- Information shown

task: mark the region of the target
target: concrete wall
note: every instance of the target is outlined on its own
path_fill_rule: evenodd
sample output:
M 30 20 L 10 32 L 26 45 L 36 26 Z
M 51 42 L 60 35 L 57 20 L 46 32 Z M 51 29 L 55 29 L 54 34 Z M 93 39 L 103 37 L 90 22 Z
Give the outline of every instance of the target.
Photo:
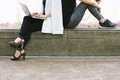
M 8 43 L 19 30 L 0 30 L 0 56 L 15 49 Z M 120 31 L 117 29 L 73 29 L 64 35 L 35 32 L 26 47 L 29 56 L 120 56 Z

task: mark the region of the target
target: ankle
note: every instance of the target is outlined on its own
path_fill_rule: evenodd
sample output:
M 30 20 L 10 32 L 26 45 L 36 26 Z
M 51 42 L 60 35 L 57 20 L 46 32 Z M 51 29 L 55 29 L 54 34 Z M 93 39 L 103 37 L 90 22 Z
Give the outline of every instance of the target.
M 25 53 L 25 50 L 24 50 L 24 49 L 22 49 L 22 50 L 21 50 L 21 54 L 24 54 L 24 53 Z

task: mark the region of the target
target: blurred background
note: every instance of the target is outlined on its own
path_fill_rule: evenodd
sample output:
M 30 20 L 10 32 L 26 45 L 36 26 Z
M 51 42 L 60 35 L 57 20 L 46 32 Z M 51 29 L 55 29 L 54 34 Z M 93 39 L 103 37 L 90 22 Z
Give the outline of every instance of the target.
M 25 16 L 18 2 L 25 3 L 31 12 L 39 12 L 39 0 L 0 0 L 0 28 L 20 28 Z M 112 22 L 120 21 L 120 0 L 102 0 L 102 14 Z M 89 11 L 86 11 L 81 23 L 98 22 Z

- The request
Scale the records above by rewriting every line, requests included, with each coordinate in the outline answers multiplied by 1.85 and rounded to the nearest whole number, halves rounded up. Leave the numbers in the requests and their sample outputs unchanged, and omit the pictures.

- Written reply
task: mark the region of the target
target: concrete wall
note: every instance of the target is outlined on its own
path_fill_rule: evenodd
sample output:
M 30 20 L 10 32 L 26 45 L 36 26 Z
M 51 42 L 60 35 L 57 20 L 46 32 Z M 51 29 L 55 29 L 54 34 Z M 93 39 L 103 37 L 90 22 Z
Give the outline of every instance of the target.
Photo:
M 15 80 L 35 56 L 0 56 L 0 104 L 28 91 Z M 222 57 L 216 54 L 135 54 L 118 65 L 65 59 L 48 87 L 54 104 L 222 104 Z

task: mark the region of the target
target: ankle
note: every instance of the target is outlined on its own
path_fill_rule: evenodd
sample output:
M 30 20 L 10 32 L 26 45 L 36 26 Z
M 51 42 L 60 35 L 57 20 L 46 32 Z M 51 29 L 55 29 L 54 34 Z M 93 39 L 103 37 L 90 22 Z
Give the outline of every instance of the target.
M 46 98 L 46 93 L 44 93 L 44 91 L 41 91 L 41 93 L 39 93 L 39 100 L 44 100 L 44 98 Z

task: mark the region of the target
target: blurred background
note: every instance of the target is outlined on its own
path_fill_rule: evenodd
sample output:
M 30 20 L 10 32 L 26 45 L 36 26 Z
M 51 42 L 60 35 L 57 20 L 46 32 Z M 51 29 L 55 29 L 54 34 Z M 93 39 L 103 37 L 90 22 Z
Give the outline of every instance of the target.
M 46 30 L 33 4 L 46 6 L 57 22 L 72 22 L 72 0 L 0 0 L 0 52 L 37 52 Z M 207 41 L 222 39 L 222 0 L 189 0 L 189 26 Z M 165 20 L 159 20 L 150 43 L 181 41 Z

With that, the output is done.